>> Start Data lines

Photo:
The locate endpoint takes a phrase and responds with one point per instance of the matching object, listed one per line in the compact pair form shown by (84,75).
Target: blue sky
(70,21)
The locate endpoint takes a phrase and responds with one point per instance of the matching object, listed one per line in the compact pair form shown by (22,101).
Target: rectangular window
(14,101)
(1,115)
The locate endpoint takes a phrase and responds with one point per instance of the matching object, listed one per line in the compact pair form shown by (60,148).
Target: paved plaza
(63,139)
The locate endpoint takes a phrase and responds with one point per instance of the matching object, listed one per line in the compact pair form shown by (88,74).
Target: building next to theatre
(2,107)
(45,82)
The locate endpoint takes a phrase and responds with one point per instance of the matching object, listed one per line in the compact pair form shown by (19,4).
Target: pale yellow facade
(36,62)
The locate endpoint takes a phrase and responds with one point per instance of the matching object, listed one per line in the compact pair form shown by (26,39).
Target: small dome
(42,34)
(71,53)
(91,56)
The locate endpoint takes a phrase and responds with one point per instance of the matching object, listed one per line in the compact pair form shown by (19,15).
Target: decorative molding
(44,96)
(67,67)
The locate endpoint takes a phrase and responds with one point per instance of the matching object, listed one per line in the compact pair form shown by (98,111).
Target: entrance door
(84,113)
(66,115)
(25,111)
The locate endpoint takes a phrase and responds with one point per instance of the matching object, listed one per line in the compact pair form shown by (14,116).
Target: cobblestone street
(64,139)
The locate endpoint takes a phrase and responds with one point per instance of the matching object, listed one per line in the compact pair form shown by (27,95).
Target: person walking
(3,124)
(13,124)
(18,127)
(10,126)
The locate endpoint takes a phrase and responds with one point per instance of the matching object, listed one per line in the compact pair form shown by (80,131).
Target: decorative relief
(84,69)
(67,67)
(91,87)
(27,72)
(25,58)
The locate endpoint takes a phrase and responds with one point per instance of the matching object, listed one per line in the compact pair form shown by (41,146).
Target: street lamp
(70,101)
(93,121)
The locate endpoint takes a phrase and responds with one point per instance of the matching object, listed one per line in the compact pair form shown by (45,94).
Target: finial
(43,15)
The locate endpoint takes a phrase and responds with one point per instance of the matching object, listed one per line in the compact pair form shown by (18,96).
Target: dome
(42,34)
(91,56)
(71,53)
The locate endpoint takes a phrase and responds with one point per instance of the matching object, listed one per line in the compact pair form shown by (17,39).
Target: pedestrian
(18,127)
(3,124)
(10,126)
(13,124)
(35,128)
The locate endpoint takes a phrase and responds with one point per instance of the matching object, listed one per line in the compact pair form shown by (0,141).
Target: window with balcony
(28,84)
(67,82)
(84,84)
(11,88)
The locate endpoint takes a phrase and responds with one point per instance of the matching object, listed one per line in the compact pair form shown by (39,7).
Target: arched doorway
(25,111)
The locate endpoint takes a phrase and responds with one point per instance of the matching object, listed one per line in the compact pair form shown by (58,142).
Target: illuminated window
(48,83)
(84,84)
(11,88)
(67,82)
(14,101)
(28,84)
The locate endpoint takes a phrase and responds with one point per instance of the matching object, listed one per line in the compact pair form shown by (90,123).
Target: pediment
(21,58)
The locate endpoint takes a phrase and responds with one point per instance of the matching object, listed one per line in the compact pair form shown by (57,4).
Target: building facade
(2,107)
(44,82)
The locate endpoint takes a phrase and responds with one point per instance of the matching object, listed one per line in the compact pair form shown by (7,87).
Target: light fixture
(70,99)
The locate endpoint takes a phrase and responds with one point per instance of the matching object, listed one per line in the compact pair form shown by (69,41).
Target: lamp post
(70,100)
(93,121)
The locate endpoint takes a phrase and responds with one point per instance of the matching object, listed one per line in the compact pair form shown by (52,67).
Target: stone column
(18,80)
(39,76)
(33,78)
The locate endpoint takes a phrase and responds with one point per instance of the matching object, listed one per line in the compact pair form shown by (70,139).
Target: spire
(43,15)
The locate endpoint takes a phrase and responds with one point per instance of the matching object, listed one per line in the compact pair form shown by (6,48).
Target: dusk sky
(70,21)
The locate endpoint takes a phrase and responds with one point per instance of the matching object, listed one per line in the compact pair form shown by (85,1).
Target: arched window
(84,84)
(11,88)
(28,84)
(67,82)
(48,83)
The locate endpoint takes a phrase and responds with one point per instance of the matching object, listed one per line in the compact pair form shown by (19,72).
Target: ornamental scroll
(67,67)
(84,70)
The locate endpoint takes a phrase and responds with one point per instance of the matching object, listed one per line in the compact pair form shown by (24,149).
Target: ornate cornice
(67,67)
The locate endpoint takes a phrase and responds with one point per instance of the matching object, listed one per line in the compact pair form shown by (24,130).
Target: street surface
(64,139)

>> End Data lines

Direction
Repeat every line of the data, exactly and in full.

Response to the exercise
Photo:
The locate endpoint takes a phrase and responds with one point per instance of the matching object, listed one per line in the compact pair form shown by (84,75).
Target: blue sky
(70,21)
The locate endpoint takes a phrase and responds with one point per instance of the matching object, listed one per line in the compact pair form shown by (22,101).
Target: rectangular window
(14,101)
(1,115)
The locate endpoint takes a phrase and responds with one point per instance of the matching object, listed one per line in the compact pair form shown by (60,148).
Target: paved plaza
(63,139)
The locate endpoint takes a phrase and responds with one point per instance of the matching object, listed one per line in the compact pair form shown by (88,74).
Target: building next to theatre
(2,107)
(45,82)
The locate endpoint takes a phrase and responds with one point per instance of the matching object, listed one per line in the compact pair form shown by (19,4).
Target: pale yellow facade
(36,62)
The locate endpoint takes a phrase and responds with one point per instance of the matching object, listed one per line in the compact pair form shown by (26,39).
Target: small dome
(42,34)
(71,53)
(91,56)
The locate endpoint takes a phrase and responds with one point per instance of the matching object, listed one per line in the compact pair form shown by (19,15).
Target: decorative molding
(44,96)
(67,67)
The locate endpoint takes a phrase and responds with one point per instance of the matching object, listed one per line in the compact pair form shown by (98,111).
Target: entrance door
(84,113)
(66,115)
(25,111)
The locate endpoint takes a phrase and responds with one point per instance of the matching object, listed one per line in the compact pair form shown by (14,116).
Target: cobblestone street
(64,139)
The locate endpoint takes a phrase and responds with one point per instance of the matching object, listed one per line in the compact pair form shown by (27,95).
Target: person walking
(3,124)
(13,124)
(18,127)
(10,126)
The locate endpoint takes a phrase and responds with one point per instance of the matching object, listed one per line in the compact pair form shown by (80,131).
Target: decorative relief
(84,69)
(67,67)
(91,87)
(27,72)
(25,58)
The locate endpoint takes a phrase and responds with one point per instance of the matching object, listed one per line in the compact pair form shown by (41,146).
Target: street lamp
(70,101)
(93,121)
The locate endpoint takes a phrase and responds with one point per instance of the matching object, listed one per line in the compact pair form shown by (45,94).
Target: finial
(43,15)
The locate endpoint takes a phrase and responds with one point per instance of the matching object, listed one per line in the compact pair form shown by (18,96).
Target: dome
(42,34)
(91,56)
(71,53)
The locate endpoint takes a phrase and responds with one point per instance of the matching object, listed one per line in the compact pair form shown by (17,39).
Target: pedestrian
(18,127)
(3,124)
(10,126)
(13,124)
(35,128)
The locate endpoint takes a phrase and responds with one point per instance of the matching object, listed one per line in the compact pair form shown by (0,141).
Target: window with balcony
(28,84)
(67,82)
(84,84)
(11,88)
The locate endpoint takes a phrase and responds with one point per instance of the matching object, listed one per line in the compact pair form shown by (39,7).
Target: arched doorway
(25,111)
The locate endpoint takes a phrase and responds with one point per instance of the matching object, listed one per line in the compact pair form shown by (58,142).
Target: illuminated window
(48,83)
(84,84)
(11,88)
(67,82)
(14,101)
(28,84)
The locate endpoint takes a phrase and responds with one point per instance of the matching object, listed one per line in the compact pair form shown by (90,123).
Target: pediment
(21,58)
The locate endpoint takes a phrase and responds with one point per instance of the matching object, listed one per line in the compact pair form shown by (57,4).
Target: building facade
(2,107)
(44,82)
The locate endpoint takes a phrase and responds with one point per instance of the matching object, listed one per line in the compact pair form shown by (7,87).
Target: light fixture
(70,99)
The locate endpoint takes a phrase and responds with one point per instance of the matching object, listed one per line in the compact pair form shown by (69,41).
Target: lamp post
(70,100)
(93,121)
The locate endpoint takes a phrase and responds with one point per instance of the matching object, listed one per line in the compact pair form shown by (52,67).
Target: stone column
(18,80)
(39,76)
(33,78)
The locate endpoint takes a phrase and responds with one point per instance of the matching object, listed one per line in the compact pair form shown by (70,139).
Target: spire
(43,15)
The locate endpoint takes a phrase and responds with one point per instance of the matching object, listed one per line in the compact pair form shown by (6,48).
Target: dusk sky
(70,21)
The locate endpoint takes a phrase and responds with one point per instance of the matching object, listed one per line in the compact pair form shown by (85,1).
Target: arched window
(84,84)
(11,88)
(28,84)
(67,82)
(48,83)
The locate endpoint takes a phrase and responds with one point per instance of the matching object, listed one per line in the compact pair form shown by (19,72).
Target: ornamental scroll
(67,67)
(84,70)
The locate endpoint takes a phrase and responds with one point per instance of the matching object, listed one per line in the compact pair form shown by (24,149).
Target: ornate cornice
(67,67)
The locate endpoint takes a phrase and responds with one point per instance of the matching object, listed one per line in the compact pair form shown by (24,130).
Target: street surface
(64,139)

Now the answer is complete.